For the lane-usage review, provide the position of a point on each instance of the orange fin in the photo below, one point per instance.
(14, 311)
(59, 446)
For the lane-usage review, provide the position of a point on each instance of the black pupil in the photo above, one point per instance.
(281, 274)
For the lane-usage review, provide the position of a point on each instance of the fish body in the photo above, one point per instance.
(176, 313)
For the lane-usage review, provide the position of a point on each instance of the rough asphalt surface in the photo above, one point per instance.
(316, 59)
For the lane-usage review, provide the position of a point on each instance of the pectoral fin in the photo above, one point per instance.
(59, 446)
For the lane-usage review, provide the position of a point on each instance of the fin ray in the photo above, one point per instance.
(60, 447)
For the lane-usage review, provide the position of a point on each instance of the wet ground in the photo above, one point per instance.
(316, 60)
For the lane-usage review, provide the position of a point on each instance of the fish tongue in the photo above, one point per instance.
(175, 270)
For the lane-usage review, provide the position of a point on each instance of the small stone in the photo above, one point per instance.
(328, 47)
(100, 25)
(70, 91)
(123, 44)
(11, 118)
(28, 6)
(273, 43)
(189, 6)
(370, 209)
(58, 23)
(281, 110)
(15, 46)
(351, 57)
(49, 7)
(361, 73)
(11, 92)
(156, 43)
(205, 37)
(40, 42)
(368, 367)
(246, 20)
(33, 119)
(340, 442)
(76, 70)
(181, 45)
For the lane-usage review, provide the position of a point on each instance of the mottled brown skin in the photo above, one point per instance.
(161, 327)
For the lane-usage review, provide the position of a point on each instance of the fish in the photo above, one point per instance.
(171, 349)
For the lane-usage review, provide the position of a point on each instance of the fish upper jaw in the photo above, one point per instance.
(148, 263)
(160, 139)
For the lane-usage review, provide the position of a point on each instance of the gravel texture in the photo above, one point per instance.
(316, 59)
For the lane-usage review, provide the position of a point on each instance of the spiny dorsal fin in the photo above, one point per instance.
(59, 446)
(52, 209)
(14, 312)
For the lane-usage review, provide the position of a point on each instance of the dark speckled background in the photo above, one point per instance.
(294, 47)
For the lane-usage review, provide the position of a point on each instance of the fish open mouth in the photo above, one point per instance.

+ + + + + + +

_What to produce_
Everything from the line containing "of the mottled" through the last line of the records must be given again exactly; leave out all other lines.

_Solution for this exercise_
For the lane-usage review, provide the position of a point on each instance of the mottled brown skin in the photo above, one point per instance.
(161, 327)
For the lane-usage review, provide the position of a point on each instance of the fish in the photo above, one point per instance.
(171, 349)
For the lane-usage review, provide the position of a point on each instance of the fish upper jaw in the photo above, one point per instance.
(148, 263)
(160, 139)
For the lane-usage review, provide the position of a point on each instance of the gravel texture in the photo above, one point per instance.
(316, 59)
For the lane-usage review, provide the position of a point on each instance of the spiny dorsal fin in the photo above, one point per instance.
(59, 446)
(52, 209)
(14, 312)
For the lane-usage review, provide the position of a point on each instance of the dark speckled background in the photo above, one point per instance.
(294, 47)
For the lane-usage review, provide the position of a point on each instance of the fish open mouth in the photo above, one point per instance.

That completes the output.